### EXTRAIT DU TEXTE
##############################
Frederick Perls
Des amis m’ont demandé d’apporter
des approfondissements sur la gestalt-thérapie, la psychothérapie que je
préfère actuellement. J’ai déjà abordé ce sujet à plusieurs reprises dans ce
blog. En voici quelques exemples :
Cet article peut être considéré comme la suite de celui-ci.
Le livre de référence sur le
sujet est Gestalt-thérapie, nouveauté, excitation et développement de Frederick Perls, Paul Goodman et Ralph Hefferline. Je vais, pour que vous
compreniez bien la démarche de la Gestalt, vous citer une partie de son
introduction.
Ce livre a pris naissance sous la
forme d'un manuscrit écrit par Frederick Perls. Paul Goodman en a développé le
contenu et Ralph Hefferline l'application pratique. Tel qu'il se présente
actuellement, il est le résultat des efforts conjoints des trois auteurs. Le
travail commencé par l'un a été terminé à trois — avec une participation égale.
Nous avions un but commun :
mettre au point une théorie et une méthode qui élargiraient les limites et
l'application de la psychothérapie. Nos points de vue étaient différents, mais
plutôt que de nous taire poliment, nous avons discuté de nos divergences et
sommes souvent arrivés à des solutions qui nous ont surpris. Nous avons repris
nombre d'idées présentes dans le manuscrit original, mais nous en avons ajouté
autant d'autres, fruits des efforts communs des trois auteurs. Elles ont pris
un sens nouveau dans le contexte du livre sous sa forme actuelle.
Les découvertes de la Gestalt
psychologie se sont révélées fructueuses dans l'approche de l'art et de l'éducation.
Et dans le domaine académique, les travaux de Wertheimer, Köhler, Lewin, etc.,
ne sont plus contestés. Cependant, l'intérêt soulevé par le béhaviorisme,
orienté vers les données observables de l'organisme, a eu pour conséquence
d'exagérer l'aspect perceptuel du gestaltisme dans les cercles académiques. Le
magnifique travail de Goldstein en neuropsychiatrie n'a pas encore trouvé la
place qu'il mérite dans la science moderne. L'application du gestaltisme en
psychothérapie, seule théorie qui traite, d'une manière satisfaisante et
logique, de la psychologie du normal et de l'anormal, n'a pas encore été
entreprise. Ce livre tente d'en poser les fondements.
##############################
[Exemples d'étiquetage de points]
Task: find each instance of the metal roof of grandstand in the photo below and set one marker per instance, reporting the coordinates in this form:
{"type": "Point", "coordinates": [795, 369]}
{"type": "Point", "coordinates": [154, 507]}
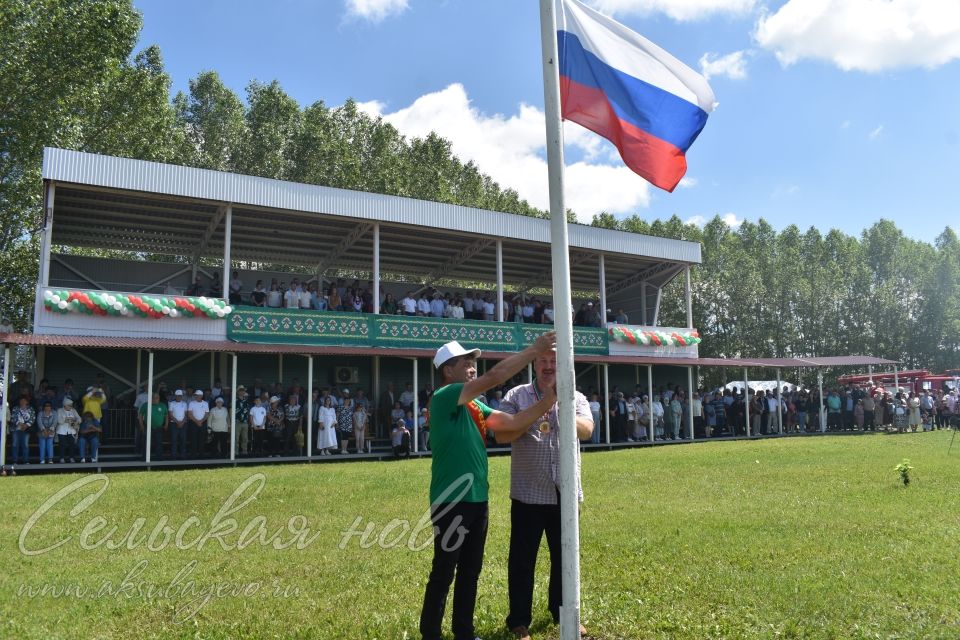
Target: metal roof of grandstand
{"type": "Point", "coordinates": [167, 344]}
{"type": "Point", "coordinates": [134, 205]}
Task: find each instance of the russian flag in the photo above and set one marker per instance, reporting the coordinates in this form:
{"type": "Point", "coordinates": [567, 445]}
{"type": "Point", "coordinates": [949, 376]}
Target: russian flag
{"type": "Point", "coordinates": [623, 87]}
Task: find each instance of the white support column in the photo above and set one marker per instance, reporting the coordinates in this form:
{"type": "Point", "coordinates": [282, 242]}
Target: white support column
{"type": "Point", "coordinates": [416, 408]}
{"type": "Point", "coordinates": [233, 408]}
{"type": "Point", "coordinates": [376, 267]}
{"type": "Point", "coordinates": [651, 430]}
{"type": "Point", "coordinates": [41, 356]}
{"type": "Point", "coordinates": [149, 435]}
{"type": "Point", "coordinates": [375, 396]}
{"type": "Point", "coordinates": [47, 236]}
{"type": "Point", "coordinates": [309, 420]}
{"type": "Point", "coordinates": [227, 237]}
{"type": "Point", "coordinates": [603, 292]}
{"type": "Point", "coordinates": [779, 405]}
{"type": "Point", "coordinates": [822, 408]}
{"type": "Point", "coordinates": [4, 411]}
{"type": "Point", "coordinates": [43, 280]}
{"type": "Point", "coordinates": [746, 397]}
{"type": "Point", "coordinates": [643, 303]}
{"type": "Point", "coordinates": [656, 306]}
{"type": "Point", "coordinates": [499, 280]}
{"type": "Point", "coordinates": [606, 400]}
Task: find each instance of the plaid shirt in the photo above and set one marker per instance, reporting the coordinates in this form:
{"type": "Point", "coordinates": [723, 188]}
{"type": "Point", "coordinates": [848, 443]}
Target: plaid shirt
{"type": "Point", "coordinates": [535, 459]}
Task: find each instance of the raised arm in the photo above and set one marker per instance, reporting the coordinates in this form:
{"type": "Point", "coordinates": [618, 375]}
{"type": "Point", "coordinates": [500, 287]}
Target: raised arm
{"type": "Point", "coordinates": [507, 368]}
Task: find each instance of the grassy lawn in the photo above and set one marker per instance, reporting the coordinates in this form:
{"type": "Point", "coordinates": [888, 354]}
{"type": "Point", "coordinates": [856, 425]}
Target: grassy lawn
{"type": "Point", "coordinates": [789, 538]}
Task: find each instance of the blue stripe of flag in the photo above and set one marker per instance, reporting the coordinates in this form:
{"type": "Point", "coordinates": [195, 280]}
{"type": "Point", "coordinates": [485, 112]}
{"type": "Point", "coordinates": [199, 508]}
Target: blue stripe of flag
{"type": "Point", "coordinates": [652, 109]}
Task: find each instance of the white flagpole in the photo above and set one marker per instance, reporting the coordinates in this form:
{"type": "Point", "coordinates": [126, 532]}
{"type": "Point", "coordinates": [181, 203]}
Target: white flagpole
{"type": "Point", "coordinates": [569, 522]}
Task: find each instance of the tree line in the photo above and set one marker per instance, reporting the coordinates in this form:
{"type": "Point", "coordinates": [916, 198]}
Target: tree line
{"type": "Point", "coordinates": [70, 77]}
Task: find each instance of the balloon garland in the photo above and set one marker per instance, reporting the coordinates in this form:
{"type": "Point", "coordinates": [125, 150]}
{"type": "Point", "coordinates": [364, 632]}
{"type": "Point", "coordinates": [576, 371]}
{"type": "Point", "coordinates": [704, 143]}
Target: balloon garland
{"type": "Point", "coordinates": [103, 303]}
{"type": "Point", "coordinates": [620, 333]}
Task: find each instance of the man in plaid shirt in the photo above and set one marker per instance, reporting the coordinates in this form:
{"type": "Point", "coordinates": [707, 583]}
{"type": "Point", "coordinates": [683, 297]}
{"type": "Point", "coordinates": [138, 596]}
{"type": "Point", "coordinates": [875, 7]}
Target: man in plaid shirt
{"type": "Point", "coordinates": [535, 492]}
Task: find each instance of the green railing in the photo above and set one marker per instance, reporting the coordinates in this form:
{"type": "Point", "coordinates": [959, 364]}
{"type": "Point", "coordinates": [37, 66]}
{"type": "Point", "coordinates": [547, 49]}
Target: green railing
{"type": "Point", "coordinates": [300, 326]}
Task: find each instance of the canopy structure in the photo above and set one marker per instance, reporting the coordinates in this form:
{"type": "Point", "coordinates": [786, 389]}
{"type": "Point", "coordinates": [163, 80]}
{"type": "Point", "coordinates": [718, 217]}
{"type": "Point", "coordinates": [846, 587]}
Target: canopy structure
{"type": "Point", "coordinates": [133, 205]}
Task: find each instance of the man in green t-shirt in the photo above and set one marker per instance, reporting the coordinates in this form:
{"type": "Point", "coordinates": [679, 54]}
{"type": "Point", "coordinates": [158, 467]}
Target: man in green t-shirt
{"type": "Point", "coordinates": [159, 416]}
{"type": "Point", "coordinates": [458, 486]}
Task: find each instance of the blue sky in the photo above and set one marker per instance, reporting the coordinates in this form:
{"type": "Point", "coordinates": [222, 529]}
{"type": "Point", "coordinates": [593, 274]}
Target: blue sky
##############################
### CONSIGNES
a. Répondez à ces questions sur l'extrait consacré à la gestalt-thérapie :
(i) Qui a écrit le manuscrit d'origine du livre ?
(ii) Quelle part du travail revient à Ralph Hefferline ?
(iii) Dans quel domaine Goldstein a-t-il mené ses travaux ?
b. Relevez toutes les personnes nommées dans l'extrait sur la gestalt-thérapie.
c. Écrivez la suite de l'extrait sur la gestalt-thérapie après sa dernière phrase.
Les lignes ne servent pas pour ce travail.

### RÉPONSES
a.
(i) Frederick Perls.
(ii) L'application pratique.
(iii) La neuropsychiatrie.

b. Frederick Perls, Paul Goodman, Ralph Hefferline, Wertheimer, Köhler, Lewin, Goldstein.

c.
Il est indispensable — pour
écrire ce livre comme pour le comprendre pleinement — d'adopter une attitude
qui permette d'appréhender le contenu et la méthode en tant que théorie. Le
lecteur se trouve donc, apparemment, devant une tâche impossible : pour
comprendre le livre il lui faut avoir une mentalité « gestaltiste » et pour
l'acquérir, il lui faut comprendre le livre.
Heureusement, la difficulté est
loin d'être insurmontable, car les auteurs n'ont pas inventé cette mentalité.
Au contraire, nous croyons que le point de vue gestaltiste est l'approche
originale, authentique et naturelle de la vie, c'est-à-dire de la pensée, des
actions, de la sensibilité de l'homme. L'individu moyen, élevé dans un milieu
fragmenté, a perdu sa Totalité, son Intégrité. Pour les retrouver, il lui faut
concilier la dualité de sa personne, de sa pensée et de son langage. Il est
habitué à penser en termes de contradiction — infantile et adulte, corps et
esprit, organisme et environnement, moi et réalité — comme si c'étaient des
entités opposées. La vision unitaire capable d'abolir cette approche a beau
être obscurcie, elle n'est toutefois pas détruite et, comme nous voulons le
démontrer, nous sommes en mesure de la redécouvrir pour notre plus grand
avantage.
L'un des thèmes de ce livre est
l'assimilation. L'organisme se développe en assimilant de l'environnement ce
qui lui est utile pour sa croissance. Bien qu'on admette ce principe en ce qui
concerne le processus physiologique, on a largement ignoré les étapes de
l'assimilation mentale. (À l'exception du concept freudien d'introjection qui
en rend compte au moins partiellement.) Ce n'est que par l'assimilation que les
éléments hétérogènes peuvent être unifiés en un nouveau Tout. C'est ainsi que
nous pensons que, ayant assimilé tout ce que les sciences psychologiques de
notre époque ont à offrir de valable, nous sommes à présent à même de jeter les
bases d'une psychothérapie solide et pratique.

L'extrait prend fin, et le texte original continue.